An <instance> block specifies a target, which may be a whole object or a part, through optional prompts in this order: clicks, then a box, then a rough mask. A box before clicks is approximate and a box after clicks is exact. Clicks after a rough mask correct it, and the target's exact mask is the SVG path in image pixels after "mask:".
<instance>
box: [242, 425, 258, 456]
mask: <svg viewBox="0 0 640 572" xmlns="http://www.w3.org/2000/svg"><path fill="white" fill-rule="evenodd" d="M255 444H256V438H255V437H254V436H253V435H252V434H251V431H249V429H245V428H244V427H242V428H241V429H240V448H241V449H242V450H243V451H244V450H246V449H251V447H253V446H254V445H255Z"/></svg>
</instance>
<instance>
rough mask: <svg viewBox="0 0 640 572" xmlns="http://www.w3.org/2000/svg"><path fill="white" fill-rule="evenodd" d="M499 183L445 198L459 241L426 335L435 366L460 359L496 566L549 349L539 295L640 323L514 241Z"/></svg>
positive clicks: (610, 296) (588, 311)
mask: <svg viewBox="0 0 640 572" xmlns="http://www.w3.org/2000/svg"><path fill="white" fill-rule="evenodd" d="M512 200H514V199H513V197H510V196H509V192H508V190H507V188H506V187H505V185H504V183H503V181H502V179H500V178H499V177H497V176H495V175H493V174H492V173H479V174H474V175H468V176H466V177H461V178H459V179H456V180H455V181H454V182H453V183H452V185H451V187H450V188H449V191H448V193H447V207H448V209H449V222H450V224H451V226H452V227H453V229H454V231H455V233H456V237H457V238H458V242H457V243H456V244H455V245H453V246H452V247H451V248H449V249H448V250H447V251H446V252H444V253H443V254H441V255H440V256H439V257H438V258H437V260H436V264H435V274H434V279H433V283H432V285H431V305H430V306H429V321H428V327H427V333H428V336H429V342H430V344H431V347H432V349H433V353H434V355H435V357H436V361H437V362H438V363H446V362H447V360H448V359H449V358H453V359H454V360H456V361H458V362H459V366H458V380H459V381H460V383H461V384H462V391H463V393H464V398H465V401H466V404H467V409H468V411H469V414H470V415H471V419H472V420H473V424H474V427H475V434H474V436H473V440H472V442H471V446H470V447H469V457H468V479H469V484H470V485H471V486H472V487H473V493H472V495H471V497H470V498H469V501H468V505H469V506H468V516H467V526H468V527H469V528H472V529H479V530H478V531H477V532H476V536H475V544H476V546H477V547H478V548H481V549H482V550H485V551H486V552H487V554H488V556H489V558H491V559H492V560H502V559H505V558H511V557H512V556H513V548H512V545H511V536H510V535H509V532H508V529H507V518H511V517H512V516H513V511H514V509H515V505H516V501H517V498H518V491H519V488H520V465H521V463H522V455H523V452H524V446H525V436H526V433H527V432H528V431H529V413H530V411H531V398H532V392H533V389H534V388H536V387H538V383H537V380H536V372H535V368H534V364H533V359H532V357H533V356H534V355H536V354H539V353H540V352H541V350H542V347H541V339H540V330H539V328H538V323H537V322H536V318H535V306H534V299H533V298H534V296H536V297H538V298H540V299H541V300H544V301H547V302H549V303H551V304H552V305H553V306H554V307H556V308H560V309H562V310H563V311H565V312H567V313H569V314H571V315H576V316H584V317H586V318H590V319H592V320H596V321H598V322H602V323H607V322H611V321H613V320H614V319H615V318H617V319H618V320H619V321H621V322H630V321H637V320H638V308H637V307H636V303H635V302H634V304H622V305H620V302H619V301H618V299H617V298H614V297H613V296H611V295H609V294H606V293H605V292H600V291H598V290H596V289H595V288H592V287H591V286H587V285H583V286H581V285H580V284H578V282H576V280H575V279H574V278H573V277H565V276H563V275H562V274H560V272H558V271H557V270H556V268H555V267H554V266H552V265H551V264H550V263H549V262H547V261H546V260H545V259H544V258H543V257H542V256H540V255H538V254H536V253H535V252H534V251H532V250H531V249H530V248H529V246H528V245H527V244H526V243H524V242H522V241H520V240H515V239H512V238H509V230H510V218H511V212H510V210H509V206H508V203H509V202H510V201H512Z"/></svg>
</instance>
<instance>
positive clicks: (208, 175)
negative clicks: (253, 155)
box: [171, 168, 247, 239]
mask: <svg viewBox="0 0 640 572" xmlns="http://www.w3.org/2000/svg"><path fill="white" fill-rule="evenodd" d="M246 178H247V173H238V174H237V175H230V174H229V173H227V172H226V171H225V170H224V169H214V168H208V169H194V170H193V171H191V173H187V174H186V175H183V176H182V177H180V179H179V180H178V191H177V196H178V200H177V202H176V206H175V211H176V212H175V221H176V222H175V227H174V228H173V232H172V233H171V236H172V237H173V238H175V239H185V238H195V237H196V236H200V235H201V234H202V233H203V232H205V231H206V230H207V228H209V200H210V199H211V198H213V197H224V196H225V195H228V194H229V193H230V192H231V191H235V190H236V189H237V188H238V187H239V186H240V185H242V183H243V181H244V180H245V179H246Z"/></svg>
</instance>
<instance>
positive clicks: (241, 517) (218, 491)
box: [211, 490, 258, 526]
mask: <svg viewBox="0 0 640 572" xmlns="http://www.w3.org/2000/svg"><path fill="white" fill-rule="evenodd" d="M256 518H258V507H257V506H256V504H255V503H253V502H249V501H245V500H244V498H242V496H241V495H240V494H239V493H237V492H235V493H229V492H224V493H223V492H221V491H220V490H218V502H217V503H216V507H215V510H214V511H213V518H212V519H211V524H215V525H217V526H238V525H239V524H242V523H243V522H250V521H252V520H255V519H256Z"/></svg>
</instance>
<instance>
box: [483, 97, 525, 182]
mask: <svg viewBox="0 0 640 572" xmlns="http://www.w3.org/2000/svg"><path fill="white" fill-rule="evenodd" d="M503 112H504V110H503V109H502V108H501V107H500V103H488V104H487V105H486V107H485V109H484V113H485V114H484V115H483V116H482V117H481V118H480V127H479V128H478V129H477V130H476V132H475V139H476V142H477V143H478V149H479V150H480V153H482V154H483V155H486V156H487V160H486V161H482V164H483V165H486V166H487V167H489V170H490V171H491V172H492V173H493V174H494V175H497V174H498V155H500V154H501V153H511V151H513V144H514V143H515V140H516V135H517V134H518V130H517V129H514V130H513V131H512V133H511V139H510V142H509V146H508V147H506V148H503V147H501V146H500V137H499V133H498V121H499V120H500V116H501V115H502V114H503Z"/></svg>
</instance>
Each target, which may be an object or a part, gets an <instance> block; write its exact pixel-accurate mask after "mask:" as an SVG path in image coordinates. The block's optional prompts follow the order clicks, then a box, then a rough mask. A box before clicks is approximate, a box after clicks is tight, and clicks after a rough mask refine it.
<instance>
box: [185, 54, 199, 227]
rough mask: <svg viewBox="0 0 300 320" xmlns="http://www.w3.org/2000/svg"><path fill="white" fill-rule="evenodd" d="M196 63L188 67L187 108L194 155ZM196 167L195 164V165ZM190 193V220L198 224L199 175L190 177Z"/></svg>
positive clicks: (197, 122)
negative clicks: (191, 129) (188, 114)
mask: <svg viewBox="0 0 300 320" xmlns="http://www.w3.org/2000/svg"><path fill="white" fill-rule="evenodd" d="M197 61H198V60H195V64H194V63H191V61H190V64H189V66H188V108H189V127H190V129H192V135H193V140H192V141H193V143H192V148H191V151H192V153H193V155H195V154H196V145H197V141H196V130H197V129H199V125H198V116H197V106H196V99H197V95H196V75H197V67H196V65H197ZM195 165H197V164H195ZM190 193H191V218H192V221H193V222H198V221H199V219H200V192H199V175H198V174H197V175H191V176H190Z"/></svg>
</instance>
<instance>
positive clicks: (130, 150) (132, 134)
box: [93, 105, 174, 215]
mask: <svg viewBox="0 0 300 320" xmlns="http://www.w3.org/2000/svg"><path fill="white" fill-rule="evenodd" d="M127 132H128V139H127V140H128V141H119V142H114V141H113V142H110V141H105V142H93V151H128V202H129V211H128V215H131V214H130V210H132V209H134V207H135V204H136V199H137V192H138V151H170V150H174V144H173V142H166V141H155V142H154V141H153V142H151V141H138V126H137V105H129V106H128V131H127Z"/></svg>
+ + + +
## WHAT TO WORK ON
Only the lines from the one containing "negative clicks: (191, 129) (188, 114)" to the end of the listing belong in the output, each reproduced exactly.

## EXPECTED ANSWER
negative clicks: (191, 129) (188, 114)
mask: <svg viewBox="0 0 300 320" xmlns="http://www.w3.org/2000/svg"><path fill="white" fill-rule="evenodd" d="M197 61H198V60H195V64H194V63H191V61H190V64H189V66H188V108H189V127H190V129H192V135H193V140H192V141H193V143H192V148H191V151H192V153H193V155H195V154H196V145H197V141H196V130H197V129H199V125H198V116H197V106H196V99H197V95H196V75H197V67H196V65H197ZM195 165H197V164H195ZM190 193H191V218H192V221H193V222H198V221H199V219H200V192H199V175H198V174H197V175H191V176H190Z"/></svg>
</instance>
<instance>
positive clicks: (130, 150) (132, 134)
box: [93, 105, 174, 215]
mask: <svg viewBox="0 0 300 320" xmlns="http://www.w3.org/2000/svg"><path fill="white" fill-rule="evenodd" d="M127 132H128V139H127V140H128V141H119V142H114V141H113V142H110V141H105V142H93V151H128V202H129V211H128V215H131V214H130V210H132V209H134V207H135V204H136V199H137V192H138V151H170V150H174V144H173V142H166V141H155V142H154V141H153V142H151V141H138V126H137V105H129V106H128V131H127Z"/></svg>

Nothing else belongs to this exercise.